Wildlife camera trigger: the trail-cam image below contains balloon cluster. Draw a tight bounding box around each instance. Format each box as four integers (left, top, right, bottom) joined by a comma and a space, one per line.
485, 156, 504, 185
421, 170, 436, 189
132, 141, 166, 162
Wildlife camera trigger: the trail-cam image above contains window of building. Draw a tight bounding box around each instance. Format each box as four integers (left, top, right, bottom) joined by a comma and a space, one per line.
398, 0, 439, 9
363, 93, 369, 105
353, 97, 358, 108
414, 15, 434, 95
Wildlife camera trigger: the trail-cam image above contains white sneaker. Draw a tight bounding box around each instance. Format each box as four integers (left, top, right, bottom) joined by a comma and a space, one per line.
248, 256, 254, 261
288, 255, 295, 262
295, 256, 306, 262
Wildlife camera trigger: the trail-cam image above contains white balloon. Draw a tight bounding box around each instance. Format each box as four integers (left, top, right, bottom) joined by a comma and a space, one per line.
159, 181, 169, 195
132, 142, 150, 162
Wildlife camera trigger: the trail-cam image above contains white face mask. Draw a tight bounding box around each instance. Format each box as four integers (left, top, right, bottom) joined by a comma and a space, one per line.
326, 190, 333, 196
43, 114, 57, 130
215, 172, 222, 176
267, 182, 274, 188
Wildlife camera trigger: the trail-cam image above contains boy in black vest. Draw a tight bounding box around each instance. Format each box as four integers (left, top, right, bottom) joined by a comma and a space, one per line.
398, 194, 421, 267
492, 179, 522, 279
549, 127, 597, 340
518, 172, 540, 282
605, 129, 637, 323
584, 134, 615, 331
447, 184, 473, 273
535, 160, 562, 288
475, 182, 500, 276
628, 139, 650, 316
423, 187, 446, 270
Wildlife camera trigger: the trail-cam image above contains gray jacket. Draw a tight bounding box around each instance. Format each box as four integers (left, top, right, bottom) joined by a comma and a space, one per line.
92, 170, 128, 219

- [How to complete this task]: Output all of the listing exactly as written.

- [Reply to the exercise]:
Wildlife camera trigger: the trail-cam image below contains balloon cluster. Draw a tight bounding box around each instance. Format each box as four integers (left, top, right, bottom) joined by a comma and a space, one per line.
485, 156, 504, 185
421, 170, 436, 189
132, 141, 166, 162
Wildlife camera trigger: the trail-cam image above contains window of building. Draw a tight bounding box around each instance. Format each box as four integers (left, top, right, bottom) joined by a comma and a space, one per line.
398, 0, 439, 9
363, 93, 369, 105
353, 97, 358, 108
414, 15, 434, 95
Wildlife camera trigger: the trail-cam image above contains white sneaker. Draw a tight bounding box around each instance. Format each box as four integers (left, top, right, bottom) joined by a comma and a space, one per line.
248, 256, 254, 261
288, 255, 295, 262
295, 256, 306, 262
Wildlife camera trigger: the trail-cam image above contains white balloon. Draw a tight bounding box around each instance. Format each box as four integers (left, top, right, bottom) joined by a comma and a space, one per line.
159, 181, 169, 195
132, 142, 150, 162
Wildlife camera trigger: the trail-cam image above contains white face mask. Draw a tight bounding box around each instance. Format each box as four integers (left, top, right, bottom) joined by a comma and a space, one per line.
326, 190, 333, 196
43, 114, 57, 130
215, 172, 222, 176
267, 182, 274, 188
Wildlife camera trigger: the trail-cam image above contains boy in black vest. Draw a tight bounding box around each instance. Format each box as four integers (left, top, right, bottom) joined by a comma and a space, one per line.
398, 194, 421, 267
492, 179, 522, 279
549, 127, 597, 340
518, 172, 540, 282
605, 129, 637, 323
584, 134, 615, 331
447, 184, 473, 273
535, 160, 562, 288
475, 182, 500, 276
628, 139, 650, 316
423, 187, 446, 270
Wildlife camera trigger: the trail-cam image above contains gray jacket. Draw a tight bounding box around each instance. Format each box as four integers (left, top, right, bottom) joined by a comma and a space, one per line.
92, 170, 128, 219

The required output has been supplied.